* REQUIREMENTS
Copy every line of the records below exactly.

* RECORD SET

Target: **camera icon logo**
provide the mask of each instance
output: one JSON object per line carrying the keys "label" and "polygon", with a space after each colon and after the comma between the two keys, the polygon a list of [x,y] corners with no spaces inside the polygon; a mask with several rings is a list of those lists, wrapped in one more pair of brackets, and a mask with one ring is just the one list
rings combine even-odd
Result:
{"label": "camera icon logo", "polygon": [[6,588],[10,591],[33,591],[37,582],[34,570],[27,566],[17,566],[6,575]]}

* WRITTEN SOLUTION
Target: **camera icon logo**
provide the mask of each instance
output: one JSON object per line carrying the keys "label" and "polygon", with a space after each colon and after the comma between the two keys, the polygon a list of [x,y] corners with no spaces inside the polygon; a mask with several rings is a list of those lists, wrapped in one more pair of brackets, and a mask with one ring is just the one list
rings combine even-odd
Result:
{"label": "camera icon logo", "polygon": [[6,588],[10,591],[33,591],[37,582],[34,570],[27,566],[17,566],[6,575]]}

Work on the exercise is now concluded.